Juste avant l'oubli
Lecture

Juste avant l’oubli d’Alice Zeniter

Alors que bon nombre d’entre vous se ruent sur le nouvel ouvrage d’Alice Zeniter, j’ai choisi d’aller à contre-courant et de lire Juste avant l’oubli, roman pour lequel elle a reçu le Prix Renaudot des lycéens en 2015.

Résumé

Franck, 35 ans, est infirmier à Paris et fou amoureux d’Émilie qu’il doit rejoindre sur l’ile de Mirhalay où elle vient de passer trois mois dans le cadre de sa thèse. Sur cette ile habituellement déserte, ils ne seront pas seuls puisqu’Émilie y organise, comme chaque année, les journées d’études internationales autour de l’œuvre de Galwin Donnell, mystérieux écrivain décédé à Mirhalay, après y avoir vécu 20 ans en ermite.

Ce que j’en ai pensé ?!

Ce roman comprend plusieurs arcs narratifs : le principal, écrit à la 3e personne du singulier est focalisée sur Franck et témoigne de ces quelques jours hors du temps depuis la veille de son départ pour Mirhalay jusqu’au trajet de retour. Cette trame principale est régulièrement interrompue par de courts passages se focalisant sur le point de vue d’Émilie et par des chapitres entiers constitués des textes qui auraient été prononcés comme interventions par les universitaires pour ce colloque.

Franck aimait faire lentement le tour des endroits où il arrivait. Essayer d’y lire quelque chose des précédents occupants ou de ceux qui avaient aménagé le lieu. Lorsqu’il était invité chez des gens, il passait un temps très long à détailler les titres de leur bibliothèque, cherchant à se forger une idée de leur personnalité à partir de ces données.

· · · ·

Actions à mener
**1)** Dans la critique, reprenez le passage allant de « Juste avant l'oubli » jusqu'à « lycéens en 2015. » inclus, en remplaçant « lycéens » par « étudiants ».
**2)** D'après la critique, pourquoi Franck passait-il un temps très long à détailler les titres de la bibliothèque des gens qui l'invitaient ?
Les données qui suivent proviennent d'une autre source.

· · · ·

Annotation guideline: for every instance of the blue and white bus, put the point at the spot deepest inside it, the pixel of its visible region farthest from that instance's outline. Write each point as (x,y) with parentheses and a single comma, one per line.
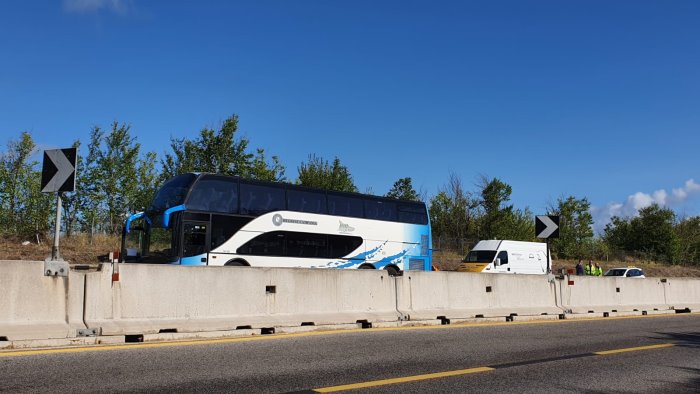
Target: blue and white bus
(208,219)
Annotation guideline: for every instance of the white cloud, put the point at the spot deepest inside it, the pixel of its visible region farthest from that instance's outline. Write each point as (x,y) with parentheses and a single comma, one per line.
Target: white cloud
(88,6)
(640,200)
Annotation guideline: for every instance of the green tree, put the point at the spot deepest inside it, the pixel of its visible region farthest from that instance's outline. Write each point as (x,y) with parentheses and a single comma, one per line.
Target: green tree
(320,173)
(24,210)
(403,190)
(148,177)
(70,201)
(218,151)
(497,215)
(115,180)
(650,235)
(452,211)
(688,232)
(89,183)
(575,228)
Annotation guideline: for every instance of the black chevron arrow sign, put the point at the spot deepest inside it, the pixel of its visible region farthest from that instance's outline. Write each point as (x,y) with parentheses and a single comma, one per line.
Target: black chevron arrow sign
(58,171)
(547,226)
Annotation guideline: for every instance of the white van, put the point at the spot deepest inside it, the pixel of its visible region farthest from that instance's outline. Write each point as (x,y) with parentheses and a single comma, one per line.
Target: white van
(507,257)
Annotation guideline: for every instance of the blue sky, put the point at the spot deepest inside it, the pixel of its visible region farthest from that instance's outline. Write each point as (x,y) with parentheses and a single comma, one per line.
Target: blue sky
(596,99)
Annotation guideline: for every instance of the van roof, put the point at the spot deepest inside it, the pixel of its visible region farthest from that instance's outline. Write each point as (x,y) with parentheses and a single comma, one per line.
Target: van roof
(494,244)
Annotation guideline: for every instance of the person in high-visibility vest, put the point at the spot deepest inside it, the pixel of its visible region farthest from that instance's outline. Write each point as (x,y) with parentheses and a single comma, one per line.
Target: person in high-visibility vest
(597,270)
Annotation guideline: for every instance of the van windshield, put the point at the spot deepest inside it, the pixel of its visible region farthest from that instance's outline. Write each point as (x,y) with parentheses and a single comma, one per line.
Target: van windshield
(480,256)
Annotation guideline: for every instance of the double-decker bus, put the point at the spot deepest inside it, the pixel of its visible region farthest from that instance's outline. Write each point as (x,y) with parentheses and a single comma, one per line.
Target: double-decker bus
(208,219)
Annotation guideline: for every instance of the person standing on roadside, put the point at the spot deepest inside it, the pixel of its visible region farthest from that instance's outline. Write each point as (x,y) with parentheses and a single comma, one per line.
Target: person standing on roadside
(597,270)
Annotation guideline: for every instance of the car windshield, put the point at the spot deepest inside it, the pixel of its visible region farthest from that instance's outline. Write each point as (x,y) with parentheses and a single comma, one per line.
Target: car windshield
(616,272)
(480,256)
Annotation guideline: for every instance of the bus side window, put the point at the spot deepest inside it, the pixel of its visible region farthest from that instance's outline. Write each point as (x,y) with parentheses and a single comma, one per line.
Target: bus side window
(340,205)
(259,199)
(195,239)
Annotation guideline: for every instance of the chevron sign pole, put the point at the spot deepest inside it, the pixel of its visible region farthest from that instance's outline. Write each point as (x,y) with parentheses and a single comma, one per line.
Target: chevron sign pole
(58,175)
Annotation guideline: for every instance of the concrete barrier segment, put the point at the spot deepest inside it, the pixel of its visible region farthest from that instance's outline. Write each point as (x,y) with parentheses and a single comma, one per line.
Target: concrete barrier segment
(682,293)
(34,306)
(150,299)
(457,295)
(590,294)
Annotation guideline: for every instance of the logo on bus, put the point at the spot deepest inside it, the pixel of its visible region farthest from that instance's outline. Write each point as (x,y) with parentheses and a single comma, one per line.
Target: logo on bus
(345,228)
(277,220)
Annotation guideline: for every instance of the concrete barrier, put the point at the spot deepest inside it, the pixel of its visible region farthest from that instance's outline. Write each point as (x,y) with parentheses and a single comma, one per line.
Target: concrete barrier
(587,294)
(153,298)
(457,295)
(34,306)
(683,293)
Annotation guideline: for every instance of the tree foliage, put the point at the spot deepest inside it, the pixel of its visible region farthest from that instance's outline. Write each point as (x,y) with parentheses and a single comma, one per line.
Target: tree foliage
(24,210)
(403,190)
(575,228)
(218,151)
(452,211)
(651,234)
(322,174)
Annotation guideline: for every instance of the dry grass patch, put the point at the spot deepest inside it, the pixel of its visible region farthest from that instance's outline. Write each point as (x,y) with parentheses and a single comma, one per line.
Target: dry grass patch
(77,249)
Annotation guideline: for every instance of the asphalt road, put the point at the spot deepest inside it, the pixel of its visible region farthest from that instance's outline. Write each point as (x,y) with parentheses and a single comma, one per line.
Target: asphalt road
(662,355)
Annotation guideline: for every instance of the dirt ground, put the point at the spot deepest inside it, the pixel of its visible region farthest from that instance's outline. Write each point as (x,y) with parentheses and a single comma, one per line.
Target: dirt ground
(80,249)
(447,261)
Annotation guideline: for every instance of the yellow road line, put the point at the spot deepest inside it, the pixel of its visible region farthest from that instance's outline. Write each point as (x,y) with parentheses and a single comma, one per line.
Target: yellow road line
(405,379)
(446,374)
(97,348)
(634,349)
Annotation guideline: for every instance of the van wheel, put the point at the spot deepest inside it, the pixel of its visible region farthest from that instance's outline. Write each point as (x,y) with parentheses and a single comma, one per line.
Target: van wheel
(237,263)
(392,270)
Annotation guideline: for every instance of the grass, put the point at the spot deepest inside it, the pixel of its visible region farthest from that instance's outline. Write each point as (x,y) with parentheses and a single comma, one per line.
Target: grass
(77,249)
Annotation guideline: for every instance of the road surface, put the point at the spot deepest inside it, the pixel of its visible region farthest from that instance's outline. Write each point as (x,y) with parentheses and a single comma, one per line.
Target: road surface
(642,354)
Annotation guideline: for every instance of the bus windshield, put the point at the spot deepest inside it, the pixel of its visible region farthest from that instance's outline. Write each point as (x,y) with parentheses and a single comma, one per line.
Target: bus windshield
(480,256)
(172,193)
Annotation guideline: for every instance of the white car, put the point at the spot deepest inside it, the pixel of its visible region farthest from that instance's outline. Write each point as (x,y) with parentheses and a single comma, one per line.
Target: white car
(629,272)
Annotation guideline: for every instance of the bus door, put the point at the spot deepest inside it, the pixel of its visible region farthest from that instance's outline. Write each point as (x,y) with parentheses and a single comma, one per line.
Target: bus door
(195,241)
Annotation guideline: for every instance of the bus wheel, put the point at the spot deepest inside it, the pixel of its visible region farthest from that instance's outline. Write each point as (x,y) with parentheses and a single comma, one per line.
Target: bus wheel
(237,263)
(392,270)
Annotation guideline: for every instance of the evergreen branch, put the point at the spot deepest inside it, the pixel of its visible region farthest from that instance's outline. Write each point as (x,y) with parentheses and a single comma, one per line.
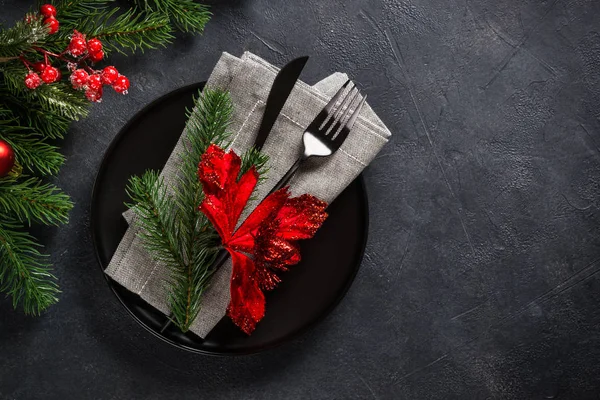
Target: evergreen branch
(211,116)
(186,15)
(24,273)
(32,201)
(175,231)
(18,39)
(31,151)
(59,98)
(155,216)
(130,30)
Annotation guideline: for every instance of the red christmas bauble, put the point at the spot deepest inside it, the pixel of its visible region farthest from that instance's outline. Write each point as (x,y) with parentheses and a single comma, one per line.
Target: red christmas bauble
(7,158)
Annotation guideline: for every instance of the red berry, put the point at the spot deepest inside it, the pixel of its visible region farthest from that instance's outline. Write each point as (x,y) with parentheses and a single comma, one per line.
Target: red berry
(52,24)
(94,82)
(32,80)
(94,46)
(77,45)
(50,74)
(94,95)
(39,66)
(79,78)
(109,75)
(48,10)
(95,57)
(121,84)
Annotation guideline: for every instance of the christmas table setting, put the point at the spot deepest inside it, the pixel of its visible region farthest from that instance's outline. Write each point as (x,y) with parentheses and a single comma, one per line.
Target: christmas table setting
(342,200)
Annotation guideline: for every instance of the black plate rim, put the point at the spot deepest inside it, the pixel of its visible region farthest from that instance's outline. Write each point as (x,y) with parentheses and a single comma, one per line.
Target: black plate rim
(113,285)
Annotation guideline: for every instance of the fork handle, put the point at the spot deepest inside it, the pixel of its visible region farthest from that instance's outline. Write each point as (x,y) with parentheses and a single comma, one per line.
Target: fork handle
(288,175)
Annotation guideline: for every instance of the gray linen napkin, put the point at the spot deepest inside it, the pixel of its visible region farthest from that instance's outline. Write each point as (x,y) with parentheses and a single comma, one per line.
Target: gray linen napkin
(249,79)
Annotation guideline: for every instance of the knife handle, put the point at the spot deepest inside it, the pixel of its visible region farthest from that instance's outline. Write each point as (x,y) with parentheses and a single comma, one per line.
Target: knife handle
(288,175)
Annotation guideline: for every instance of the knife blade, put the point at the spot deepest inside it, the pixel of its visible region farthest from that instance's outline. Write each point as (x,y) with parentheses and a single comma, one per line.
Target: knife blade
(282,87)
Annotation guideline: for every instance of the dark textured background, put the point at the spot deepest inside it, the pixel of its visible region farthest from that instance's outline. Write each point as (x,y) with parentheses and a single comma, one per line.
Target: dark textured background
(480,279)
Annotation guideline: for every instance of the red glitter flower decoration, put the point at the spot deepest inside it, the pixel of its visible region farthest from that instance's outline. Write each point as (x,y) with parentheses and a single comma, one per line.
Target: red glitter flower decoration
(265,242)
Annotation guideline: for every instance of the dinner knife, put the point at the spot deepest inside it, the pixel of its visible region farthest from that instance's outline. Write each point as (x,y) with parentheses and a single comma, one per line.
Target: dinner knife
(280,91)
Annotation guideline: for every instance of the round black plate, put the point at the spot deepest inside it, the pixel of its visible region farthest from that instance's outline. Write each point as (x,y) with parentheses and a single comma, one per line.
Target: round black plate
(309,291)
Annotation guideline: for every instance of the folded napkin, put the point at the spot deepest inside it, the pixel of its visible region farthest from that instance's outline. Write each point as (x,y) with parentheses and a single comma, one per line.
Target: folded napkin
(249,79)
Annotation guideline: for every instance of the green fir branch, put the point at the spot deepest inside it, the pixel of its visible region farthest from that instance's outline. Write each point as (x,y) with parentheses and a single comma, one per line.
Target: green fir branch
(58,98)
(24,271)
(31,150)
(129,30)
(30,121)
(175,231)
(20,38)
(186,15)
(30,200)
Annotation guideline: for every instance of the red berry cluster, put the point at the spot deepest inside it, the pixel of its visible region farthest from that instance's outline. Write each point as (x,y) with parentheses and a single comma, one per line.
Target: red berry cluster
(79,47)
(48,11)
(82,76)
(92,82)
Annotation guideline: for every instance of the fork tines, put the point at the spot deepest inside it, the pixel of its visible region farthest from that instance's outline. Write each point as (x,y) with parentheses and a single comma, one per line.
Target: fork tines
(342,117)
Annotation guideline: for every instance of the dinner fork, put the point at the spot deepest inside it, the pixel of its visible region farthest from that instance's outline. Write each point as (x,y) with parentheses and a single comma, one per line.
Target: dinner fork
(322,138)
(328,130)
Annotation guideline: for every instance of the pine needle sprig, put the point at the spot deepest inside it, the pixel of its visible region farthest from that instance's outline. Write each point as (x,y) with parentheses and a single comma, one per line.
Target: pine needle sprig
(129,30)
(20,38)
(30,200)
(24,272)
(174,212)
(186,15)
(33,153)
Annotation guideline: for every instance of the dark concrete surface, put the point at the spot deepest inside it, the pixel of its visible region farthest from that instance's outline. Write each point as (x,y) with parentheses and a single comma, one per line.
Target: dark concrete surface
(481,275)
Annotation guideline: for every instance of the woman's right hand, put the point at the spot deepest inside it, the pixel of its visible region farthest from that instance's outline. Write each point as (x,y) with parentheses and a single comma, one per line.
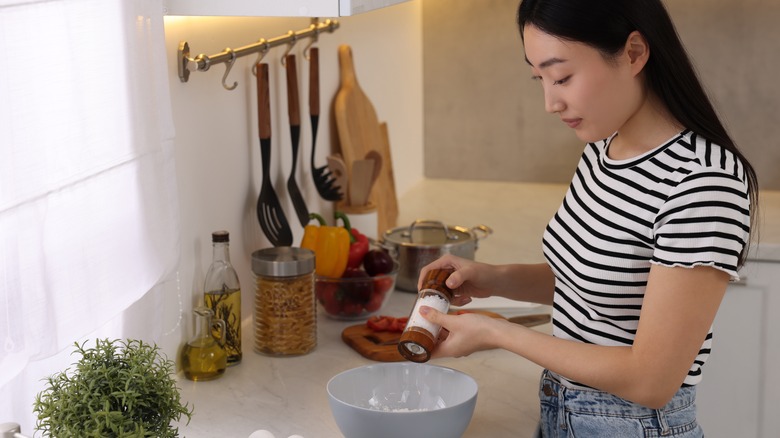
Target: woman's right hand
(468,280)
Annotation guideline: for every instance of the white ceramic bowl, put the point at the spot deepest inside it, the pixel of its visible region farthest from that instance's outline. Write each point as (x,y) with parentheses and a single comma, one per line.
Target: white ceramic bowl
(402,399)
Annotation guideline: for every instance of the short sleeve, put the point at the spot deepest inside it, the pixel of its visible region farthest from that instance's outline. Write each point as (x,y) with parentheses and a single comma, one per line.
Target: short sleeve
(705,221)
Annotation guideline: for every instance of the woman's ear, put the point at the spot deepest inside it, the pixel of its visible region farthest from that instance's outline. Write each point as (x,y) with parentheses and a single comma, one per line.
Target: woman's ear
(638,51)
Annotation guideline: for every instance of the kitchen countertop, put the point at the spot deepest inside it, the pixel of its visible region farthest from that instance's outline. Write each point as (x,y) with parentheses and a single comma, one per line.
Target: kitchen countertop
(287,395)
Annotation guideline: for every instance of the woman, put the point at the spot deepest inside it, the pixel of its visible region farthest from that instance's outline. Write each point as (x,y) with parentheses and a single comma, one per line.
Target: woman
(655,223)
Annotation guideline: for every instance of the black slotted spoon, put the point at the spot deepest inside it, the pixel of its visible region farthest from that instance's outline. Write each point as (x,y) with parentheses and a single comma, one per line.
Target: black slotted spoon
(293,110)
(269,209)
(324,180)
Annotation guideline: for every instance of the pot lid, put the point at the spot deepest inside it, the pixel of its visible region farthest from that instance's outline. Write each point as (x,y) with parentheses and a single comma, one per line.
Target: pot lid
(429,233)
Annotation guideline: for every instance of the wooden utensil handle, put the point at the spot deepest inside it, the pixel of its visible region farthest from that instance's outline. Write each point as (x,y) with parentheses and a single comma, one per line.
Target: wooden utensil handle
(314,81)
(347,67)
(293,106)
(263,101)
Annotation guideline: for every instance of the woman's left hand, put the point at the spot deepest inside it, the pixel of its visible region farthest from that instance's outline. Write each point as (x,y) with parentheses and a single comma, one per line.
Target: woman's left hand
(464,334)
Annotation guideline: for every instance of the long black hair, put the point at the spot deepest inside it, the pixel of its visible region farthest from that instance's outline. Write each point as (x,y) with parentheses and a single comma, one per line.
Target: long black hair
(606,24)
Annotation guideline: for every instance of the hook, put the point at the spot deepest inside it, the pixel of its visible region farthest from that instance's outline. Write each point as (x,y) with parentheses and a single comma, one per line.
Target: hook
(228,66)
(261,54)
(316,32)
(290,46)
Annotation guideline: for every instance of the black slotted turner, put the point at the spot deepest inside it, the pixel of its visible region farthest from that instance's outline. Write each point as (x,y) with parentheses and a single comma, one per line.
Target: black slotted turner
(293,110)
(324,181)
(269,209)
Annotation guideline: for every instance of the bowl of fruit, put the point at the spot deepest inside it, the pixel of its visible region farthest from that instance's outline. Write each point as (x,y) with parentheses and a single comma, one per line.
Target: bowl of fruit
(362,290)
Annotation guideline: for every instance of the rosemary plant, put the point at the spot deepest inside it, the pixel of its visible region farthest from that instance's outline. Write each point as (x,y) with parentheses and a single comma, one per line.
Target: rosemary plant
(117,389)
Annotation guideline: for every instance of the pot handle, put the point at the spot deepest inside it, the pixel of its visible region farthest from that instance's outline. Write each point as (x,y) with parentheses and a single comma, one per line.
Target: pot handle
(410,232)
(481,231)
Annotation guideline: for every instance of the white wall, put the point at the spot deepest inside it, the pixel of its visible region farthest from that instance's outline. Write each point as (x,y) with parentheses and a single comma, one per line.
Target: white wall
(217,149)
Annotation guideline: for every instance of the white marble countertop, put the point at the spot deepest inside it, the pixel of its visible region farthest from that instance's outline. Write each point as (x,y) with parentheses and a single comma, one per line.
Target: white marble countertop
(287,396)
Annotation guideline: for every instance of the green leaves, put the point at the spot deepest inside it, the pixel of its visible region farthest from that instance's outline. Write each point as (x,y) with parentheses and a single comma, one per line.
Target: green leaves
(118,389)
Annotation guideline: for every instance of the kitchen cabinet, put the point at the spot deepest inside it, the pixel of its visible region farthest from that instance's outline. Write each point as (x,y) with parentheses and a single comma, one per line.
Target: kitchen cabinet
(275,8)
(738,396)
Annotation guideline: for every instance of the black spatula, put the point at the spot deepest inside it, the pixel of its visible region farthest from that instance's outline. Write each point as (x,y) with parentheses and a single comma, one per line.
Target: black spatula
(293,109)
(324,180)
(269,210)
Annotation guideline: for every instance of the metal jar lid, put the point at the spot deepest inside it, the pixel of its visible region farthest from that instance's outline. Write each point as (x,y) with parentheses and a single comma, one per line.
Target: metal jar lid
(282,261)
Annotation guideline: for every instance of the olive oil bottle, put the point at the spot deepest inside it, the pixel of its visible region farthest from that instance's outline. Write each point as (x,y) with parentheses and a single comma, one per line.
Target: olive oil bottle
(203,358)
(222,294)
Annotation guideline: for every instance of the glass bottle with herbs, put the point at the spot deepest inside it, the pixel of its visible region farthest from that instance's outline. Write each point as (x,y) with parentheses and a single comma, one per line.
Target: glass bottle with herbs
(223,295)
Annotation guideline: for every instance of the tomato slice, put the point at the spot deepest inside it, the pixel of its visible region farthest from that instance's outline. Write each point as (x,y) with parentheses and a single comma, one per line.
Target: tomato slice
(378,323)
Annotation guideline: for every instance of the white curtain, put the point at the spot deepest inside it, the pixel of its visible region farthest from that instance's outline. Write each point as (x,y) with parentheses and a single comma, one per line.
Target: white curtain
(88,204)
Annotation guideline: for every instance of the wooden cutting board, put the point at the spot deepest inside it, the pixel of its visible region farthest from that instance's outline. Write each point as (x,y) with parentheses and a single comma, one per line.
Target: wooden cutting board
(359,131)
(381,346)
(384,195)
(378,346)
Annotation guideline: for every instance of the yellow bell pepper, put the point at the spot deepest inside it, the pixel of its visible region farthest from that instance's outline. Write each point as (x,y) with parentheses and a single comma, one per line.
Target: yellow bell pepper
(330,246)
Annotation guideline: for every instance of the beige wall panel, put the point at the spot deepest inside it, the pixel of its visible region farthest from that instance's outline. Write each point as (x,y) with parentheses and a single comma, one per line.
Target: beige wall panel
(485,118)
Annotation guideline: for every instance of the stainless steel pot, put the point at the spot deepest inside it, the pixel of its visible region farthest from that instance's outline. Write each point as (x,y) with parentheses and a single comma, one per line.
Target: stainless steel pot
(425,241)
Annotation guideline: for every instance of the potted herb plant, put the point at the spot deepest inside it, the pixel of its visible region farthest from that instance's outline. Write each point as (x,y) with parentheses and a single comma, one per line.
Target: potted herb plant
(119,388)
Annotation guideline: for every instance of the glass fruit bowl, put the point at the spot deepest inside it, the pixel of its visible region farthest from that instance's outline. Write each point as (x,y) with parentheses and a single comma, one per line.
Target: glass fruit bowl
(354,298)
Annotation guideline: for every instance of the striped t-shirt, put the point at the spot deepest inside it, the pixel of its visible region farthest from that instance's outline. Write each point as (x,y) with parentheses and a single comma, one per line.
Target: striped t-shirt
(684,203)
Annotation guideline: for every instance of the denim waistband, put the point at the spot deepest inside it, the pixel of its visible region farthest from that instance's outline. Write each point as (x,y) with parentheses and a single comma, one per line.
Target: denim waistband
(597,402)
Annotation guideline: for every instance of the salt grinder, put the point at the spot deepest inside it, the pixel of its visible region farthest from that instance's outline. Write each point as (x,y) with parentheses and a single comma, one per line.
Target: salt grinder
(420,335)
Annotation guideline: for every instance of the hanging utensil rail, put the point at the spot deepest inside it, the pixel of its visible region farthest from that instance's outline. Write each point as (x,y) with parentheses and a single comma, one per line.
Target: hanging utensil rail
(228,56)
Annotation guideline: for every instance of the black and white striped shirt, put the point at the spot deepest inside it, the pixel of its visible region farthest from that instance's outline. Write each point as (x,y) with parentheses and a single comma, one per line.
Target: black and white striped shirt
(684,203)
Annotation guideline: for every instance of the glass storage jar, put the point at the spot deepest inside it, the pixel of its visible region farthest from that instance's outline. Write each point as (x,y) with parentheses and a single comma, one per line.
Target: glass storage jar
(285,317)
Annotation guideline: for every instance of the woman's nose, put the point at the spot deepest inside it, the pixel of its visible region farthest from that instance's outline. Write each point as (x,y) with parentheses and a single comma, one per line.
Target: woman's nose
(552,102)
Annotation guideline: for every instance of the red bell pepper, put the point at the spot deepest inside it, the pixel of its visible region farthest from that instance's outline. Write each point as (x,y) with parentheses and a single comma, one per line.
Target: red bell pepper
(358,246)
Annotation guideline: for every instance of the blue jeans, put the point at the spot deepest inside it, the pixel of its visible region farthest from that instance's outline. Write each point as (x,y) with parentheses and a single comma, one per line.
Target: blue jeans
(567,412)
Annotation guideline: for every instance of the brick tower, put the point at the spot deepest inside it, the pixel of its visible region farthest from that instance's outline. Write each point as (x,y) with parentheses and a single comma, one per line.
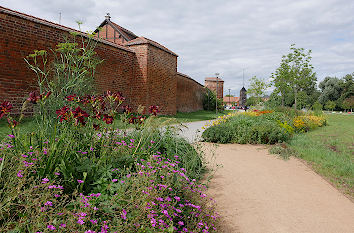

· · · ·

Réponses par consigne
**1)**
Juste avant l'oubli
Lecture

Juste avant l’oubli d’Alice Zeniter

Alors que bon nombre d’entre vous se ruent sur le nouvel ouvrage d’Alice Zeniter, j’ai choisi d’aller à contre-courant et de lire Juste avant l’oubli, roman pour lequel elle a reçu le Prix Renaudot des étudiants en 2015.

**2)** Il cherchait à se forger une idée de leur personnalité à partir de ces titres.